▸ DIRECTIVES:
1 – Please echo the homemade cheese thread between "The last batch, about" and "Everyone loved it.", inclusive.
2 – In the homemade cheese thread, how long did the cheese need to set up after it was made?
3 – List the ingredients the first post in the homemade cheese thread says were used to make the cheese.

───── QUOTED PASSAGE

# Homemade Cheese



## umayxa3 (Jul 24, 2007)

I've made three batches of homemade cheese over the last couple years.
The last batch, about 4lbs, was a Monteray Jack recipe.

It is a lot of fun - takes a lot of time though.

I used a vegtable renant (I'm a vegetarian), mesophylic starter, and a gallon of whole milk. It took about 4 hours to make the cheese then a month to set up.

I took into the office and I got the funny look of "you made homemade cheese???" but that change after they tried it. Everyone loved it.

Has anyone else made homemade cheese. Care to share your experience?

-Allen


----------



## jpmcgrew (Jul 24, 2007)

Not yet I have a cheese making book the rennet,citric acid thermometer etc.I did by a mozzarella kit for my first time just have not gotten around to it.Right now the only thing stopping me is fear and air.


----------



## Uncle Bob (Jul 24, 2007)

Miss Mcgrew!

Bless your heart! Don't be afraid!! Jump in head first and make that Mozzarella!! I would love to make fresh mozzarella! I have often thought about it. So you go first, and keep me up to date on the progress!

Have fun!!!!!!!!


----------



## jpmcgrew (Jul 24, 2007)

Uncle Bob said:
			
		

> Miss Mcgrew!
> 
> Bless your heart! Don't be afraid!! Jump in head first and make that Mozzarella!! I would love to make fresh mozzarella! I have often thought about it. So you go first, and keep me up to date on the progress!
> 
> Have fun!!!!!!!!

──────────
───── RECORD EXTRACTS

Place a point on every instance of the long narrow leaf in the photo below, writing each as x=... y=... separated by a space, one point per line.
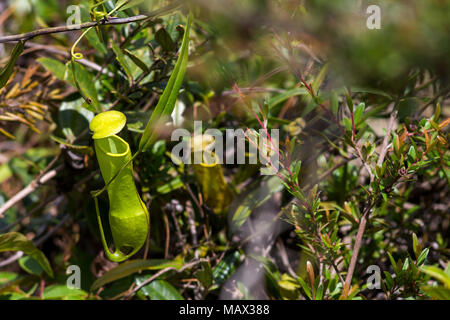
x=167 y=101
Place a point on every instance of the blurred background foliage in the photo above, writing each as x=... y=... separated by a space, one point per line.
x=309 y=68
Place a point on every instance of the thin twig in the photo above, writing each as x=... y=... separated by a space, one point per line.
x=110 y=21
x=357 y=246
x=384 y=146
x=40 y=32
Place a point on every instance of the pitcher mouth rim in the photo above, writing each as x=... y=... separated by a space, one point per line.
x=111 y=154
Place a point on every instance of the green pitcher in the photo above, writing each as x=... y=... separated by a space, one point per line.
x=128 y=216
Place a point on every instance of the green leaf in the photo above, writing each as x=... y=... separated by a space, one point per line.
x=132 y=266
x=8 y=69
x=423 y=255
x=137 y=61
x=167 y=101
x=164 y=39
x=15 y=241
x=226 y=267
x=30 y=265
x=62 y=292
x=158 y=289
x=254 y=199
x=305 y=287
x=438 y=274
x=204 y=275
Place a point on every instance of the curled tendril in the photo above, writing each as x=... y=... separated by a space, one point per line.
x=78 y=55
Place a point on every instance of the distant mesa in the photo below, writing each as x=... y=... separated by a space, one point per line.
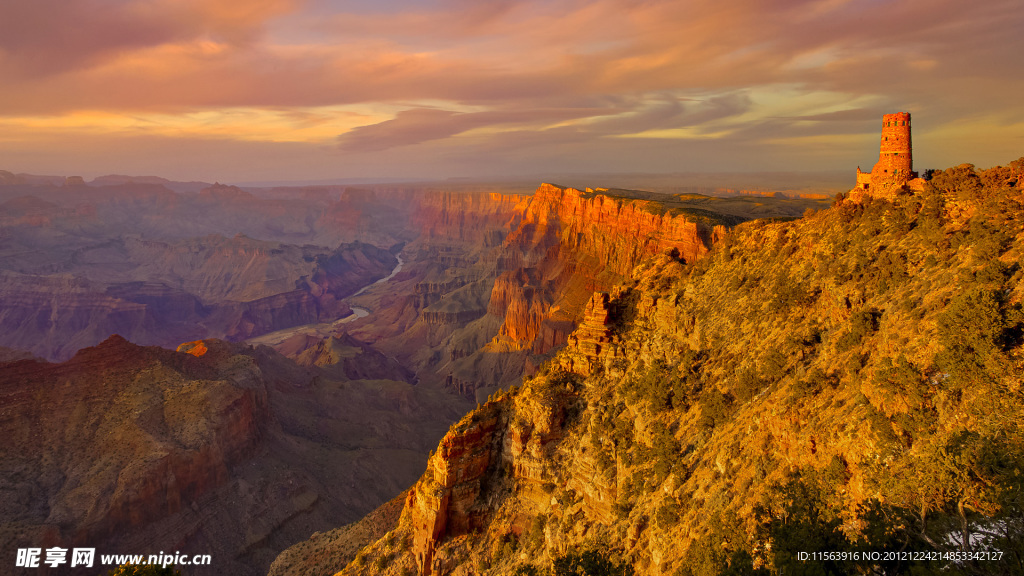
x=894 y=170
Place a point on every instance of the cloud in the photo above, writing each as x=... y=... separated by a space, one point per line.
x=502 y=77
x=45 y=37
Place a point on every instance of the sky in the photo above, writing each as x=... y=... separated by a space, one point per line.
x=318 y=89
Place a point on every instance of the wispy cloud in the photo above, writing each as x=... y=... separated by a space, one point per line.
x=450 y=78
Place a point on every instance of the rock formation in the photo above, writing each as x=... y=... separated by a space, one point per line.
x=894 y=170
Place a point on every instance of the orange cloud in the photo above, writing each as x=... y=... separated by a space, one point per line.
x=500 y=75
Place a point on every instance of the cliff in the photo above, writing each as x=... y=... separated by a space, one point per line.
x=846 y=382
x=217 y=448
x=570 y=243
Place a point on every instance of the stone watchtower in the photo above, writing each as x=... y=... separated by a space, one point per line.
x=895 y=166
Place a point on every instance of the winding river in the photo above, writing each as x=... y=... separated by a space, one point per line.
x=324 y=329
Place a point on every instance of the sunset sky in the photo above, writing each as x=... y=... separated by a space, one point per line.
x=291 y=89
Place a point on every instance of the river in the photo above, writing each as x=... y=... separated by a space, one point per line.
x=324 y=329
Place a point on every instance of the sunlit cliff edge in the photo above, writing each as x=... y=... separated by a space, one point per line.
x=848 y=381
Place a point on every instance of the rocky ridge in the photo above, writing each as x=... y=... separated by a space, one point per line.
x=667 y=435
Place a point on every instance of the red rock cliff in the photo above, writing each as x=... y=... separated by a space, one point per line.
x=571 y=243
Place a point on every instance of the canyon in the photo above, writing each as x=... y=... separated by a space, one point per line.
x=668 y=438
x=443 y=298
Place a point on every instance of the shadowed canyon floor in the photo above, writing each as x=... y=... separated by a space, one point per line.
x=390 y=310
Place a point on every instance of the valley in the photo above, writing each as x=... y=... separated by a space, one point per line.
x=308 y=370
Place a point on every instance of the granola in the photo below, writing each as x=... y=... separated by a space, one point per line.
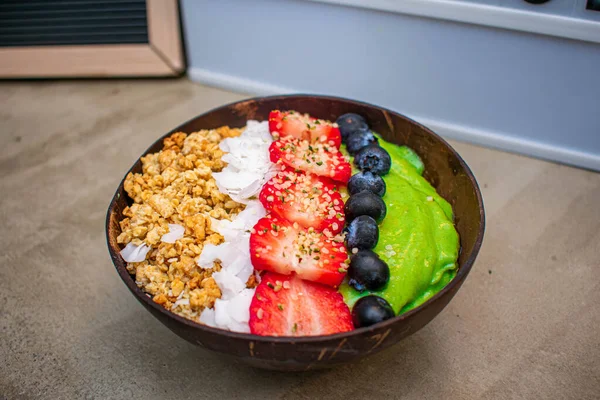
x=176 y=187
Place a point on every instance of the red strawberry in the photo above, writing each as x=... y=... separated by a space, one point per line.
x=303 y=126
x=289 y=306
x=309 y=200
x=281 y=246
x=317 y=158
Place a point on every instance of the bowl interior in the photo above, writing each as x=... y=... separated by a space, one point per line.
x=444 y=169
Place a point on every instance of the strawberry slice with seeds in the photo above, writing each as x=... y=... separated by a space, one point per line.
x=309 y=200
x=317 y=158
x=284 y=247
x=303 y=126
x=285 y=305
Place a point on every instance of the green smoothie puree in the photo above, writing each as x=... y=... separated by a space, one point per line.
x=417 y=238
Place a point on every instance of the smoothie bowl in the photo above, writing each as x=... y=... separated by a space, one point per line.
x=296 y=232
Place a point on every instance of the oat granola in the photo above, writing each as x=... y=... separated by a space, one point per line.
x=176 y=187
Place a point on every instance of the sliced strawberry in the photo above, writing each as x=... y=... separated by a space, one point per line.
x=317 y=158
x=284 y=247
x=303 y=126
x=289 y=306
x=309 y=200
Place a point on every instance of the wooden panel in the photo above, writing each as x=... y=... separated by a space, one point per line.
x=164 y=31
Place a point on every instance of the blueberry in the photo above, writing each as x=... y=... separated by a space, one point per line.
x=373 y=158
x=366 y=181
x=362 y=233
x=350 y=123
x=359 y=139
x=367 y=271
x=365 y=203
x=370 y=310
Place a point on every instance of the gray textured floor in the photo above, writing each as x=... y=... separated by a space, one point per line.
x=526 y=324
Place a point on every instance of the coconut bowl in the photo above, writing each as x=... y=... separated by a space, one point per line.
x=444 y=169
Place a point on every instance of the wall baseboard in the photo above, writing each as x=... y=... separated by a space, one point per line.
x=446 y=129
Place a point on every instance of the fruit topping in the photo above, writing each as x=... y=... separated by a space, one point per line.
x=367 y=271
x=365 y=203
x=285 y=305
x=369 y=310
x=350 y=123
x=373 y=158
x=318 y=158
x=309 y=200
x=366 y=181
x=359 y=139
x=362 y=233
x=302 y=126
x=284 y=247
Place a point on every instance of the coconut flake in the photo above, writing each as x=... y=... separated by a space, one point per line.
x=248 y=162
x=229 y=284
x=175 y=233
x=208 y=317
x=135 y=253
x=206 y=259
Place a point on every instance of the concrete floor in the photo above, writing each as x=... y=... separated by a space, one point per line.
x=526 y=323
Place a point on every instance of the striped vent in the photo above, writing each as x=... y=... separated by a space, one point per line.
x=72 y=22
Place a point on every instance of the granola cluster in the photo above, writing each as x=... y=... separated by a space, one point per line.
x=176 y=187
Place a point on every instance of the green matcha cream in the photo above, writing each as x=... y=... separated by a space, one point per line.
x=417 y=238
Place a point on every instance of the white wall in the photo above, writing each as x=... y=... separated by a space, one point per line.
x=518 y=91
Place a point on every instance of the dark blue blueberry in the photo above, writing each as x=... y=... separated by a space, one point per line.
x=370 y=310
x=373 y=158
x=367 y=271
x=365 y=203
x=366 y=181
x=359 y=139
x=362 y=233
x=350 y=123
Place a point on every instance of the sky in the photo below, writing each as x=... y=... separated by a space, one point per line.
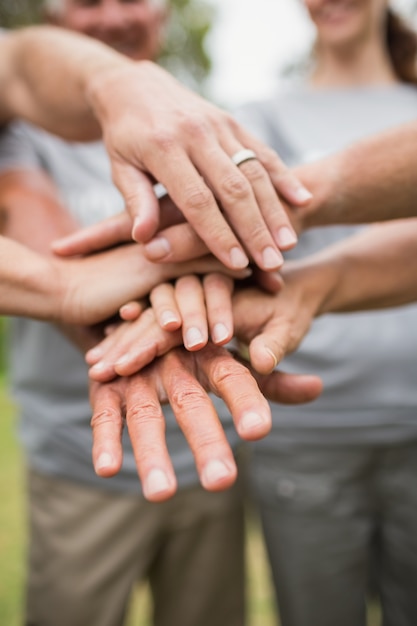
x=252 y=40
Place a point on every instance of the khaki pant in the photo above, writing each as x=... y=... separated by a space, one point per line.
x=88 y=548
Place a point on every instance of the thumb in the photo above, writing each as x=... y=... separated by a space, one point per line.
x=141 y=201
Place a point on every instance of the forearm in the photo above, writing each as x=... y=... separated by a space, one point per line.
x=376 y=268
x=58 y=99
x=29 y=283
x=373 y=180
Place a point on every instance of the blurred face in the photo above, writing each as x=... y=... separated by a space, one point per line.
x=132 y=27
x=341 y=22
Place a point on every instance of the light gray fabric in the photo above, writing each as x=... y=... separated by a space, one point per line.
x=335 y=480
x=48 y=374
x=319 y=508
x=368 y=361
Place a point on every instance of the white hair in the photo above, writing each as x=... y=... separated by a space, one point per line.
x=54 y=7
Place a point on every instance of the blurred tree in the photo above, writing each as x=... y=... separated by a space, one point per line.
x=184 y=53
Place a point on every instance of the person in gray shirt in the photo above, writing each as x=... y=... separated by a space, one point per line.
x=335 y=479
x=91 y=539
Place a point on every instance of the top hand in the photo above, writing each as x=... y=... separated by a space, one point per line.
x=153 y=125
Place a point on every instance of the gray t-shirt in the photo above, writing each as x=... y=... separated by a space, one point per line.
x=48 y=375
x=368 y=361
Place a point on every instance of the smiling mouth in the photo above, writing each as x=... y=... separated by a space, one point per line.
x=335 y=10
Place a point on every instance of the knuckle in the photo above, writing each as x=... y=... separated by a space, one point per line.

──────────

▸ ANSWERS BY TASK:
1 –
The last batch, about 4lbs, was a Monteray Jack recipe.

It is a lot of fun - takes a lot of time though.

I used a vegtable renant (I'm a vegetarian), mesophylic starter, and a gallon of whole milk. It took about 4 hours to make the cheese then a month to set up.

I took into the office and I got the funny look of "you made homemade cheese???" but that change after they tried it. Everyone loved it.

2 – About a month.

3 – vegtable renant, mesophylic starter, a gallon of whole milk